— STATED TASK —
Pick out each line of the data that contains the word "outline", where case counts.

— RECORDS FOR THIS EXERCISE —
[start]

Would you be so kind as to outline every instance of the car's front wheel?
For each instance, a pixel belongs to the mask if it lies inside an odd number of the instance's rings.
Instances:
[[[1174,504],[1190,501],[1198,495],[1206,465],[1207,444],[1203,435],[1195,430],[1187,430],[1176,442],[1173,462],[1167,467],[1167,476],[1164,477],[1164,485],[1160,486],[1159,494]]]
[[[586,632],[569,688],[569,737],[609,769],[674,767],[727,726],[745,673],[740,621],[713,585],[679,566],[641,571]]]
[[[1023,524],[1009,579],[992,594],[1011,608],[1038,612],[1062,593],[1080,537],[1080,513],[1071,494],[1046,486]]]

[end]
[start]

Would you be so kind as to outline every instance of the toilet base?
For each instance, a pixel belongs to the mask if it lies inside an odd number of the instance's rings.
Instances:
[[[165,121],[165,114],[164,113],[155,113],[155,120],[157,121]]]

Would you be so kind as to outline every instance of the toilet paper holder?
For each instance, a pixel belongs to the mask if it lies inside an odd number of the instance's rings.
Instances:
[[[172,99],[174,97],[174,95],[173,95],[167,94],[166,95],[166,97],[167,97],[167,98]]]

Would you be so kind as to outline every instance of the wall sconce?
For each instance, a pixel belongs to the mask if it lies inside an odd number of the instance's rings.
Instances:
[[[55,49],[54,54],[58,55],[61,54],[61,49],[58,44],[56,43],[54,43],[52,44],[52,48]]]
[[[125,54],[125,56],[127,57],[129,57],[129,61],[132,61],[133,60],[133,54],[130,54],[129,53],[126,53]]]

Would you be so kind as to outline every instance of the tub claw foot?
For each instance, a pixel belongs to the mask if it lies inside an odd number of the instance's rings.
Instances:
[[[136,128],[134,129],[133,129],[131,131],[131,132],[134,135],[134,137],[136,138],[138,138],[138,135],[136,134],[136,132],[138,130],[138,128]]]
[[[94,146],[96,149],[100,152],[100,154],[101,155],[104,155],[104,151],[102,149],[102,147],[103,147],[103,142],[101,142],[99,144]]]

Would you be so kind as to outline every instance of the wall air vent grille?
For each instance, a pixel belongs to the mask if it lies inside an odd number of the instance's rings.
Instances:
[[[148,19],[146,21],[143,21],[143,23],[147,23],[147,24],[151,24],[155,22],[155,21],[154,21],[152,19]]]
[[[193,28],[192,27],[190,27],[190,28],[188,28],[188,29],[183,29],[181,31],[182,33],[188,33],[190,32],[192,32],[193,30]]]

[end]
[start]

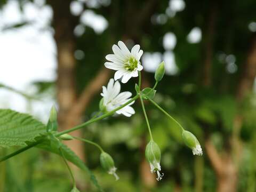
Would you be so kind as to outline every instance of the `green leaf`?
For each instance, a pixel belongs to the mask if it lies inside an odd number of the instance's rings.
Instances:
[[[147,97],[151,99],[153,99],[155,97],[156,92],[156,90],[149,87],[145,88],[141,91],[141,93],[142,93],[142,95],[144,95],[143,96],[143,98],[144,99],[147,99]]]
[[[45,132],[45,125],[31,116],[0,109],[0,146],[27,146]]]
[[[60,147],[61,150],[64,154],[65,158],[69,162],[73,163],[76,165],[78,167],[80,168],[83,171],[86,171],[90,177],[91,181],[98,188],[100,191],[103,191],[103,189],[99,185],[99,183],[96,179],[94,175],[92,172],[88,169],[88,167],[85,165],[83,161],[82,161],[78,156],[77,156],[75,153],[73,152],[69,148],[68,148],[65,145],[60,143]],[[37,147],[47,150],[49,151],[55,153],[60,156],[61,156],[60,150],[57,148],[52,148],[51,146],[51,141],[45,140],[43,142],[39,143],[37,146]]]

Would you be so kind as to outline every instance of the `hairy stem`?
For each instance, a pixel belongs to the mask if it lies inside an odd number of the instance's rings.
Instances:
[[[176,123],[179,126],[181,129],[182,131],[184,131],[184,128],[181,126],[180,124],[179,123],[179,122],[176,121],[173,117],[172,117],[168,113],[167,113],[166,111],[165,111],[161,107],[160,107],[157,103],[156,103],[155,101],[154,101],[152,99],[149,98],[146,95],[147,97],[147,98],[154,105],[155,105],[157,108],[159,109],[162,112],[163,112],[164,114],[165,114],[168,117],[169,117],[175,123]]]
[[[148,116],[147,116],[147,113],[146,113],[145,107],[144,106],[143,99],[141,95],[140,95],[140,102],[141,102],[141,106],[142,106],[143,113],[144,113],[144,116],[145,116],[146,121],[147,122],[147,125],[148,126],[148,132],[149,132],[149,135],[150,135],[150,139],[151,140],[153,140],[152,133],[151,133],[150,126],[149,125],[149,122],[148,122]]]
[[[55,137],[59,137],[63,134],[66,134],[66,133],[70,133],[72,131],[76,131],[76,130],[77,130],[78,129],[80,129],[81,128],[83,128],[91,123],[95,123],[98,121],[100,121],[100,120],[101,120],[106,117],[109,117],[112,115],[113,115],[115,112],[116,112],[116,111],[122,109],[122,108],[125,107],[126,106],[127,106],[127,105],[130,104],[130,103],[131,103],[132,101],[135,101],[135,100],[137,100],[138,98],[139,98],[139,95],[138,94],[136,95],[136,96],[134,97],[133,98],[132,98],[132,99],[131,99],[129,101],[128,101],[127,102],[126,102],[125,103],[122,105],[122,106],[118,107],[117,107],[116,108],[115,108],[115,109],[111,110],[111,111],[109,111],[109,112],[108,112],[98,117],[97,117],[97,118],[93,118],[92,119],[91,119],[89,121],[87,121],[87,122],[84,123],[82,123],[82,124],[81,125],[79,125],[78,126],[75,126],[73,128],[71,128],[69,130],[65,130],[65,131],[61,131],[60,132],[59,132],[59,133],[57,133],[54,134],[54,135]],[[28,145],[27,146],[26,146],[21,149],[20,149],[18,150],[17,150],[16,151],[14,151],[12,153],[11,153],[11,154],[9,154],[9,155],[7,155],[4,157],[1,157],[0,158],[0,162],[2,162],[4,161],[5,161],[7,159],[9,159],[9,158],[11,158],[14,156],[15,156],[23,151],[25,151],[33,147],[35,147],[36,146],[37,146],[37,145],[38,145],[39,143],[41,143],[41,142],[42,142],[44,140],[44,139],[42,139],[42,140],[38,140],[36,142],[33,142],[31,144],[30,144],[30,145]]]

[end]

— THE RESPONSE —
Would you be so kind as to outline every instance of the car's front wheel?
Would you be so kind as to outline every instance of the toilet base?
Would you be so kind as to outline every instance of the toilet paper holder?
Would you be so kind as to outline every instance of the wall sconce?
Would you be so kind as to outline every instance of the tub claw foot?
Would you be so kind as to outline every instance of the wall air vent grille?
Would you be so kind as to outline every instance of the `green leaf`?
Would you be so kind as to outline every instance of the `hairy stem`?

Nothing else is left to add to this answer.